▶ **Task description**: Your task is to print every entry below exactly as given.
_ _ _ _ _
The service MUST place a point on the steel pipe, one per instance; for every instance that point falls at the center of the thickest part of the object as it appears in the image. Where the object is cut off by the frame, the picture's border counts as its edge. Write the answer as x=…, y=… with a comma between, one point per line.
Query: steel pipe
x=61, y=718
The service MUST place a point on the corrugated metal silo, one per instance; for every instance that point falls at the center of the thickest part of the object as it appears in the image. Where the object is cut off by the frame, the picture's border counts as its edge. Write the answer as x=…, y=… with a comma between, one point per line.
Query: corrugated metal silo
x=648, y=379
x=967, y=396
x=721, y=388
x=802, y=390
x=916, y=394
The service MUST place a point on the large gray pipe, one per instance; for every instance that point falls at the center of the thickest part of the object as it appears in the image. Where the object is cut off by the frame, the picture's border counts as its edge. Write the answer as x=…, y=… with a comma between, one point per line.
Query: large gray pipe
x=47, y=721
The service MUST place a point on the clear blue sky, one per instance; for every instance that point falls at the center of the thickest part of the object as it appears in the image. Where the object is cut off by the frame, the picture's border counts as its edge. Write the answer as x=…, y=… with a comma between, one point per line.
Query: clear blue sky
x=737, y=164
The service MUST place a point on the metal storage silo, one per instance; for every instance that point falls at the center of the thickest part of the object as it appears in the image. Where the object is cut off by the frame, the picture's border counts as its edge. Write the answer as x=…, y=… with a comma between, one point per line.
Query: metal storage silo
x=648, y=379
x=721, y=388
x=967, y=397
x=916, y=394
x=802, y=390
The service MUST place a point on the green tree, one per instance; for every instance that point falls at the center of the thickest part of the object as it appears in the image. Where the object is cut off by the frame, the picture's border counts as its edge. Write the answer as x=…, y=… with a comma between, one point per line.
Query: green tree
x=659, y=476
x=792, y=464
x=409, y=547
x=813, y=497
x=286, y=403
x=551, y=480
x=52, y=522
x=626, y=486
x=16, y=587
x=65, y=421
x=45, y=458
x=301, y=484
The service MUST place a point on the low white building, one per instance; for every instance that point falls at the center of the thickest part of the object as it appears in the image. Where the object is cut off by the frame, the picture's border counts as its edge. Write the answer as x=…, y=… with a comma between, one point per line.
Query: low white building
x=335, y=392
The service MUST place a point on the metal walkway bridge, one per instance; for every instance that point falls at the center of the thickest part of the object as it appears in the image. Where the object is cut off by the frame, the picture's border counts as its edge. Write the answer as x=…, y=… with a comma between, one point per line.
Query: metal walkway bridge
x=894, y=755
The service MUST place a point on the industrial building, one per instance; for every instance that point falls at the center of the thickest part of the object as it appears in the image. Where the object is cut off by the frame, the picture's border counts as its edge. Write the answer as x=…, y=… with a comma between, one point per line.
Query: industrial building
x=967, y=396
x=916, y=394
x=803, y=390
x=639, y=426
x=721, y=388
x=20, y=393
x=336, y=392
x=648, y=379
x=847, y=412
_ _ _ _ _
▶ **Result for this exercise**:
The service MUST place a point on the steel pipe, one per instance; for every instance that point falls at the center of the thickest part of the object as it appears in the image. Where the object is cut off by the frame, the picture's border counts as its edge. Write the answer as x=…, y=… with a comma between, one point per line.
Query: steel pipe
x=61, y=718
The service MUST place a point on the corrugated metal silo, one per instance; for every instance that point falls at the center of the thickest part of the object as it appears in the image. Where the object is cut off by the frame, the picture's border counts as its edge. Write the answer as x=…, y=… with a comma between, one point per line.
Query: corrugated metal silo
x=648, y=379
x=967, y=396
x=721, y=388
x=802, y=390
x=916, y=394
The service MUST place a point on the large gray pipe, one per instance; for every instance that point falls at the center of the thickest part of the object as it appears in the image. Where the object is cut off by the frame, the picture's border counts as its edge. Write the answer as x=…, y=… with a comma between, one point per line.
Query: large gray pipe
x=47, y=721
The service MUST place a point on the clear blue sky, one per instance; for every instance that point falls at the center of the thickest part of the object as it appears in the image. Where the object is cut off by the frame, the picture's border counts as its edge. Write the answer as x=…, y=… with a comma between, one point per line.
Query: clear blue sky
x=737, y=164
The service MUST place a point on the metal storage silo, one per instance; for every instance that point falls at the center of the thickest part of the object as it appears in the image. Where the object is cut off by the frame, the picture's border counts as its edge. Write the answer as x=…, y=… with a comma between, one point per line.
Query: metal storage silo
x=648, y=379
x=721, y=388
x=967, y=397
x=916, y=394
x=802, y=390
The service MUST place a point on the green tree, one per instance; for every instance that point falls at the center of the thickest part of the object as it appears in the image. Where the object is cut off by the frame, the picture's border counts as its edge. Write the answer as x=…, y=… with a comma between, one point per line.
Query: green tree
x=659, y=476
x=792, y=464
x=409, y=547
x=813, y=497
x=286, y=403
x=551, y=480
x=52, y=522
x=626, y=486
x=16, y=587
x=65, y=421
x=45, y=458
x=301, y=484
The service MUST place a point on the low white building, one per instance; for every instance that point falls at the center of the thickest part of the object as it appears in the image. Where the object is cut off by the frame, the picture's border counts as its edge. Write the answer as x=…, y=… with a comma between, one point per line.
Query: low white building
x=335, y=392
The service MUST place a point on the metal walkway bridge, one per instance; for every instance that point falls at the center of the thickest part of the object as it appears in the image. Where the object is cut off by the frame, the picture's border counts as its edge. Write the answer as x=…, y=… with a comma between, one point per line.
Query: metal walkway bridge
x=894, y=755
The service MUST place a point on the industrial building, one per instance; for every instance that point falls at the center of the thickest part of the object as it appears in the image. Where the object is cut off by the frame, the picture's border counts as its edge. Write the answer as x=…, y=… with a comma between, one point per line.
Query: industrial building
x=967, y=396
x=916, y=394
x=803, y=390
x=639, y=426
x=721, y=388
x=20, y=393
x=336, y=392
x=648, y=379
x=847, y=412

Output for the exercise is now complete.